>>>
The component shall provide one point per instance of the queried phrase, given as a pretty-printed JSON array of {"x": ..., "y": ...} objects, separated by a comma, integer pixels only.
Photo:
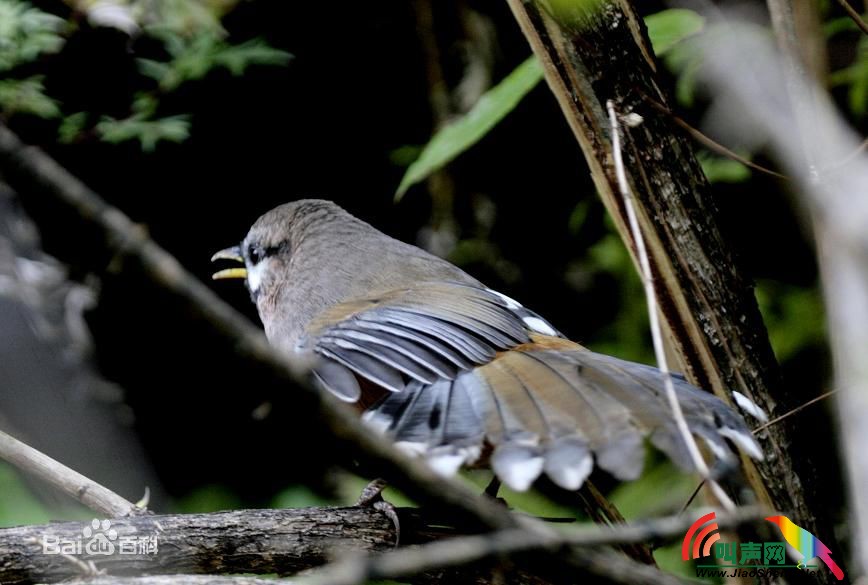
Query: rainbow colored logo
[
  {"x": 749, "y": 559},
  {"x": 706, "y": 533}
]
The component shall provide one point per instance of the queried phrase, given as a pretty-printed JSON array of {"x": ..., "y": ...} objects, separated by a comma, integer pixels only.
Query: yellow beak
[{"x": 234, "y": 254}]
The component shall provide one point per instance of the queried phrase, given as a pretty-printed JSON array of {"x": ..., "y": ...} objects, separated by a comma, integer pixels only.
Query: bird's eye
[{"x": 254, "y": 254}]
<<<
- Aim
Write out all of the material above again, requests included, and shift every x and y coordinate in the answers up by 142. Leave the pictures out.

- The reply
The component shall provide one point per instance of the queried phrase, given as a pretty-printed JSON array of {"x": ..., "y": ...} objects, separated by a comma, integer pixels only.
Photo:
Query: rainbow colored logo
[
  {"x": 891, "y": 701},
  {"x": 848, "y": 675}
]
The component shall provide one point per instance of the queried phrase, given as a pretty-printed JSON array of {"x": ..., "y": ...} objects, separated by a comma, integer pixels only.
Query: yellow beak
[{"x": 376, "y": 396}]
The component shall provide one point per instance of the queried phrase, given as a pretty-printed JSON array of {"x": ..., "y": ...} objects, separated by a comma, integer pixels only.
Query: bird's eye
[{"x": 396, "y": 396}]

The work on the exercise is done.